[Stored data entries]
■ ■ ■

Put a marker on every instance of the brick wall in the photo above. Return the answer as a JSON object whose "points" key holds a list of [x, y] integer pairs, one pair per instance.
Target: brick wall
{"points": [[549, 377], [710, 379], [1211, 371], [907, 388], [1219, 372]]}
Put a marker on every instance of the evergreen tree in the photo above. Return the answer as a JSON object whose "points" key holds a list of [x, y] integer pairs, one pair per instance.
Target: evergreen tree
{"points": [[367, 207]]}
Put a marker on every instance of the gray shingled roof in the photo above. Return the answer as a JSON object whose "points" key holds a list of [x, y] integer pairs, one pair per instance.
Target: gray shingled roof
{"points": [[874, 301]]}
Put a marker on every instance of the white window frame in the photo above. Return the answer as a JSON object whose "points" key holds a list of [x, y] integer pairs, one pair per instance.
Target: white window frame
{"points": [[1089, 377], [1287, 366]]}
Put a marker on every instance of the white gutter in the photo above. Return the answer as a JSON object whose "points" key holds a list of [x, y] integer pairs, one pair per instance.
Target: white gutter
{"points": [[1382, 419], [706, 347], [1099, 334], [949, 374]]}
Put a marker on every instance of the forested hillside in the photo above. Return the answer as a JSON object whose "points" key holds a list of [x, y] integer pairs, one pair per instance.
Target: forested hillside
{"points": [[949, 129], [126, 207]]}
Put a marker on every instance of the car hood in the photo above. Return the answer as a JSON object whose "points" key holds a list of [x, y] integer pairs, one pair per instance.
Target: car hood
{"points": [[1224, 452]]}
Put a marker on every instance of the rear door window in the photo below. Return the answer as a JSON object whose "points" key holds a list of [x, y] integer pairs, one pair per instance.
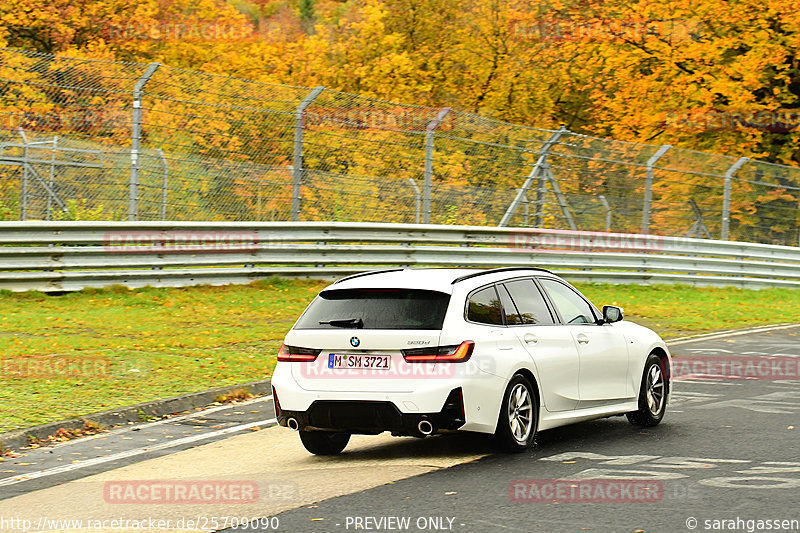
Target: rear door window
{"points": [[530, 302], [376, 309], [484, 307]]}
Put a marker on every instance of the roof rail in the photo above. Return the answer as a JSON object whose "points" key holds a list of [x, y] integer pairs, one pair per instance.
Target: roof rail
{"points": [[360, 274], [495, 270]]}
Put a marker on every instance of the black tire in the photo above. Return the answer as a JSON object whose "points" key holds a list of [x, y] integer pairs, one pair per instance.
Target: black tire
{"points": [[652, 394], [324, 442], [519, 416]]}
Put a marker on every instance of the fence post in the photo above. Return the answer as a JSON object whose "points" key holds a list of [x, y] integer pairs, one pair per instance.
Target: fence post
{"points": [[165, 169], [52, 178], [136, 133], [298, 167], [429, 134], [23, 215], [648, 187], [726, 201], [416, 199], [537, 169]]}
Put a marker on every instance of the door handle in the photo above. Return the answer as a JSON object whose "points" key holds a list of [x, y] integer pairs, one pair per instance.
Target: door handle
{"points": [[531, 338]]}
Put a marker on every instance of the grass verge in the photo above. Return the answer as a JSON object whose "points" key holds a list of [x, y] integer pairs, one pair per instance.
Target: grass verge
{"points": [[82, 352]]}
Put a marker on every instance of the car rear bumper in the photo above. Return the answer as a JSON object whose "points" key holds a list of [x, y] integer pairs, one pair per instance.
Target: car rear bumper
{"points": [[373, 417]]}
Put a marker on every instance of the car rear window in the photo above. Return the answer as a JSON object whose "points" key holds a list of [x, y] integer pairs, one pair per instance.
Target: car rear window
{"points": [[376, 309]]}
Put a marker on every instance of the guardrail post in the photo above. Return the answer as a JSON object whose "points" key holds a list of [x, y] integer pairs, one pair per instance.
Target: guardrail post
{"points": [[726, 200], [427, 186], [540, 165], [608, 211], [648, 187], [298, 167], [136, 134]]}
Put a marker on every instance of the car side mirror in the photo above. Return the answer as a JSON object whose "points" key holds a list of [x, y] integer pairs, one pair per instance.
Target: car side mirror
{"points": [[612, 313]]}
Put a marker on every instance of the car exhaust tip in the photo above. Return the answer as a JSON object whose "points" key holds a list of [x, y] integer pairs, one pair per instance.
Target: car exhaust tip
{"points": [[425, 427]]}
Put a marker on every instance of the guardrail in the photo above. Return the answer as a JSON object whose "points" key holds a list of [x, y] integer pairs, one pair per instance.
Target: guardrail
{"points": [[66, 256]]}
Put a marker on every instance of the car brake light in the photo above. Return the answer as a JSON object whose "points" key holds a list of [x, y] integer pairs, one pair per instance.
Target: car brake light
{"points": [[440, 354], [297, 354]]}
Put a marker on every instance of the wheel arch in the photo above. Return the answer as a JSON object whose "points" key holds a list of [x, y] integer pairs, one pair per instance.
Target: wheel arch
{"points": [[527, 374], [666, 366]]}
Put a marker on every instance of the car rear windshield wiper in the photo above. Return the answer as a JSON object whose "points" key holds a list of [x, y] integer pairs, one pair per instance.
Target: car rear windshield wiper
{"points": [[344, 323]]}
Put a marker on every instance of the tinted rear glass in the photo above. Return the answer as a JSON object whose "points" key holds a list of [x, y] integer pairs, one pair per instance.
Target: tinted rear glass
{"points": [[377, 309]]}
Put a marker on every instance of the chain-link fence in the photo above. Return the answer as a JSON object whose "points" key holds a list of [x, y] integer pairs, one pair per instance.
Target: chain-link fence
{"points": [[97, 140]]}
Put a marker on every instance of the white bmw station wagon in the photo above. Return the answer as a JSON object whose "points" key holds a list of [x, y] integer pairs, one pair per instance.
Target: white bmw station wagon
{"points": [[508, 351]]}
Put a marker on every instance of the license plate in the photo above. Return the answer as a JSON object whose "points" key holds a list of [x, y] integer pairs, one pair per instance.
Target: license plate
{"points": [[359, 361]]}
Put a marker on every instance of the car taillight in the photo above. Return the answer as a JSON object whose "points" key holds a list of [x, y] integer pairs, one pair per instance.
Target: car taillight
{"points": [[440, 354], [297, 354]]}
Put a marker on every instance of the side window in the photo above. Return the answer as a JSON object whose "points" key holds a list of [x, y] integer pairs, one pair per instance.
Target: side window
{"points": [[512, 314], [530, 302], [484, 307], [572, 307]]}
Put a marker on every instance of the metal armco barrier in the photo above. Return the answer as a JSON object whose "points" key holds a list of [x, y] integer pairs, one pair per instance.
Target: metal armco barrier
{"points": [[66, 256]]}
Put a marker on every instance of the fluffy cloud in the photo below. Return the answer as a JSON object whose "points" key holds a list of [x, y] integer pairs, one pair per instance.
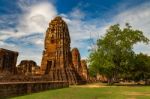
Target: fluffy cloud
{"points": [[27, 36]]}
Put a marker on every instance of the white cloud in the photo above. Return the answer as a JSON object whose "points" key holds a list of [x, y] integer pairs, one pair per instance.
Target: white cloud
{"points": [[35, 19]]}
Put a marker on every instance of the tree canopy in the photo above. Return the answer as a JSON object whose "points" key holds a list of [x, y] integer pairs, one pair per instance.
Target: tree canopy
{"points": [[114, 56]]}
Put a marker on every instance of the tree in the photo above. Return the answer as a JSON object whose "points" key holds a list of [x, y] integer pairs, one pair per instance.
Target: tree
{"points": [[114, 54], [141, 70]]}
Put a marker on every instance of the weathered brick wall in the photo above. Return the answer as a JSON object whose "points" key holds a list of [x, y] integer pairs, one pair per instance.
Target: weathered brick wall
{"points": [[11, 89]]}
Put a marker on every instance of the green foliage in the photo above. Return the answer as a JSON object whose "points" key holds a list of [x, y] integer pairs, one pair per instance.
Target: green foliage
{"points": [[114, 55], [141, 70]]}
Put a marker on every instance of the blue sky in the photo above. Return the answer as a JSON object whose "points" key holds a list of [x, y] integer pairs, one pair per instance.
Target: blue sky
{"points": [[23, 22]]}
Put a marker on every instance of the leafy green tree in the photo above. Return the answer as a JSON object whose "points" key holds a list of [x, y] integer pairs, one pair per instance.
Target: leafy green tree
{"points": [[141, 70], [114, 54]]}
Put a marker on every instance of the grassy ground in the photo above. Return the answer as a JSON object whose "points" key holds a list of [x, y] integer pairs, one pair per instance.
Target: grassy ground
{"points": [[94, 91]]}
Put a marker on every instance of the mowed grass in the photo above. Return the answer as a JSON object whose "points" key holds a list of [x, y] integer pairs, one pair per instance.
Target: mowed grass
{"points": [[92, 92]]}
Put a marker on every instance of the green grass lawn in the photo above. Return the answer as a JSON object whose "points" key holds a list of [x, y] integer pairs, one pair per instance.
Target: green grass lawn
{"points": [[83, 92]]}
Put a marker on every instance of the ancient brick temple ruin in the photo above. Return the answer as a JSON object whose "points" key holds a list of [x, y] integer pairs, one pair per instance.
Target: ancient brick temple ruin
{"points": [[8, 61], [27, 67], [59, 67], [85, 73], [57, 57], [59, 63]]}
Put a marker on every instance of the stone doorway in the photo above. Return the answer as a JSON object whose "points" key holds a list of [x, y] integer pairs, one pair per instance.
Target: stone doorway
{"points": [[49, 65]]}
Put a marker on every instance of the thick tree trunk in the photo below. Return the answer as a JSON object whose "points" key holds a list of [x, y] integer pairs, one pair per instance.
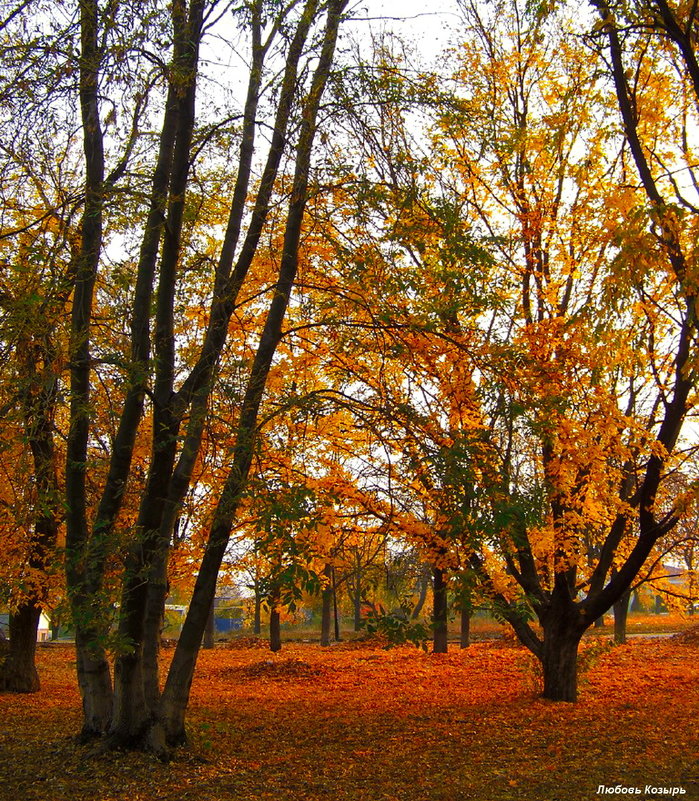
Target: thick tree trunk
{"points": [[439, 612], [275, 631], [95, 682], [18, 671], [422, 587], [621, 613], [559, 660]]}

■ ■ ■

- _Directions_: Search the records line by line for the word "below" and copy every line where it appears.

- _Output for this task_:
Put a marker on every instance of the rear door window in the photo below. Return the answer as a JSON object whose "points" key holds a list of [x, y] integer pairs, one pair per instance.
Put a marker on every instance of the fluffy cloud in the photo below. Return the answer as a JSON object whose "points" key holds a list of [x, y] integer pairs, one pair per instance.
Put a marker on every instance of the thick tree trunk in the photo below. Return the answer as a JSON object whose "points" key holds a list of [x, y] integer pairs, one pair per instance.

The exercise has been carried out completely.